TUJUAN TUGAS
Ketik ulang tanpa perubahan bagian bacaan tentang KH. Agus Salim di Istana Buckingham yang dibuka dengan kata-kata yang memuat "The Grand Old" dan ditutup dengan "dan menjajah nusantara.".

BACAAN
____

***
Alkisah tahun 1953, KH. Agus Salim mewakili Presiden Soekarno dalam acara penobatan Ratu Elizabeth II sebagai Ratu Inggris di Istana Buckingham. Di acara itu Agus Salim melihat Pangeran Philip tampak canggung menghadapi khalayak yang hadir, barangkali karena masih muda. Ia menyalakan kretek, lalu mendekati Pangeran Philip. Di sekitar hidung Pangeran Philip, Agus Salim mengayun-ayunkan kreteknya. Ia kemudian bertanya, "Your Highness, adakah Paduka mengenali aroma rokok ini?" Pangeran Philip menghirup-hirup aroma kretek Agus Salim. Setelah beberapa saat ia mengaku tidak mengenali aroma tersebut. Agus Salim tersenyum lalu berkata, "Inilah sebabnya 300 atau 400 tahun lalu bangsa Paduka mengarungi lautan dan menjajah negeri kami."
The Grand Old Man, julukan KH. Agus Salim, memang dikenal cerdas dalam menyampaikan kritik tajam dan pedas. Ia sekali lagi membuktikan itu di Istana Buckingham. Kretek tak lain ialah cengkeh, tanaman tropik asli nusantara, tepatnya Kepulauan Maluku. Sejak abad XVI cengkeh menjadi magnet bagi merkantilisme Eropa untuk datang dan menjajah nusantara.

____

MATERI YANG DISEDIAKAN
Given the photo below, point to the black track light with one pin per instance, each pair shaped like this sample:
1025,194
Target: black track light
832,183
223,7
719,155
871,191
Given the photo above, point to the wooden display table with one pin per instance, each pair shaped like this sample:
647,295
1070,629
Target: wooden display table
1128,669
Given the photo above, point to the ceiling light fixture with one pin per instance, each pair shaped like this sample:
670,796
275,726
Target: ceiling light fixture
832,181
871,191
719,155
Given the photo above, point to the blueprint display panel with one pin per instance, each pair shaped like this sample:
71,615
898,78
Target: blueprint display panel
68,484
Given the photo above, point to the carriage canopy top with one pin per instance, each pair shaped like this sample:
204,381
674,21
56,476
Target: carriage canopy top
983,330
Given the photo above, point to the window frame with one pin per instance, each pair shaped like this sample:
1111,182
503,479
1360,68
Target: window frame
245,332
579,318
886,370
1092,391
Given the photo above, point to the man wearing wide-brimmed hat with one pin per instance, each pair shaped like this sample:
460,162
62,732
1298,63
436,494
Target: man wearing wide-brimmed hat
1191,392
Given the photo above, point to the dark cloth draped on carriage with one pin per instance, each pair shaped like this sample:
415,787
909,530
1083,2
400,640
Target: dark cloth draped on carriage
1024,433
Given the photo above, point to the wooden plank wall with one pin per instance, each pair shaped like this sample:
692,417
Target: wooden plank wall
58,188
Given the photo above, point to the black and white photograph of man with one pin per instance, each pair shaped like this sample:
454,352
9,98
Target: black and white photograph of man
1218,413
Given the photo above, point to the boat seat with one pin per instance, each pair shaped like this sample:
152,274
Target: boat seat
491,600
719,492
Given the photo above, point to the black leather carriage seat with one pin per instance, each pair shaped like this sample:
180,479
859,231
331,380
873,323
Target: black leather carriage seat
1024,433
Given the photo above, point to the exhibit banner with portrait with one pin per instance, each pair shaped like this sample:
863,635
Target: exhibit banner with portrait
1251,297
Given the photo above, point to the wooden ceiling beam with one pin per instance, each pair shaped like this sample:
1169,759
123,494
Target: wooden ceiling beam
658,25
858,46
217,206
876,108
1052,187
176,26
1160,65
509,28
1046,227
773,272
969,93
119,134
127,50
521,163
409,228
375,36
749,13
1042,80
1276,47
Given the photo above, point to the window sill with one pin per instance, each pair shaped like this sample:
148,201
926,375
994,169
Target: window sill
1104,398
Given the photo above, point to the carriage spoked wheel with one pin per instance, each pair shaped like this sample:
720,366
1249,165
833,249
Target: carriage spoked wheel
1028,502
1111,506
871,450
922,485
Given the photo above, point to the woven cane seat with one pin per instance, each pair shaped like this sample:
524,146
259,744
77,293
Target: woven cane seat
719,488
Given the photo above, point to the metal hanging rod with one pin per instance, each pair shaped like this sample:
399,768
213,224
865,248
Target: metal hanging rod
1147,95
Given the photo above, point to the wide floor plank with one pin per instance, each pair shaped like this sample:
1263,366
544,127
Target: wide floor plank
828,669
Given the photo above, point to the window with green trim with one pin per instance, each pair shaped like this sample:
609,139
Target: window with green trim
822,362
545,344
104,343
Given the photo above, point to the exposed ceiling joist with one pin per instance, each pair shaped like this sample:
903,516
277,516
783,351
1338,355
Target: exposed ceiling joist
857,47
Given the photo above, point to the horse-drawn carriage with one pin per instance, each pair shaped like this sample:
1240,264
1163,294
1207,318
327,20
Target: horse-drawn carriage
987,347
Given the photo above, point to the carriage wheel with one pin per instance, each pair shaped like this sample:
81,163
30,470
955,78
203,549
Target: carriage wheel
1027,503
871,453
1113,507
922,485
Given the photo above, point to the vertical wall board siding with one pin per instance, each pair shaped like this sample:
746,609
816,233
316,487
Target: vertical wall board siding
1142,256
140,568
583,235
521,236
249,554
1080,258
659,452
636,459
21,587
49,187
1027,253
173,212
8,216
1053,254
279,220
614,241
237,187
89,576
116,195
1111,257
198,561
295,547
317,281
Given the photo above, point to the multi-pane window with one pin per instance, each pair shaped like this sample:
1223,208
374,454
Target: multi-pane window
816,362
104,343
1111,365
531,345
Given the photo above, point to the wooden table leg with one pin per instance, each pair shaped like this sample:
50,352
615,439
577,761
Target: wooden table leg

____

PENYELESAIAN
The Grand Old Man, julukan KH. Agus Salim, memang dikenal cerdas dalam menyampaikan kritik tajam dan pedas. Ia sekali lagi membuktikan itu di Istana Buckingham. Kretek tak lain ialah cengkeh, tanaman tropik asli nusantara, tepatnya Kepulauan Maluku. Sejak abad XVI cengkeh menjadi magnet bagi merkantilisme Eropa untuk datang dan menjajah nusantara.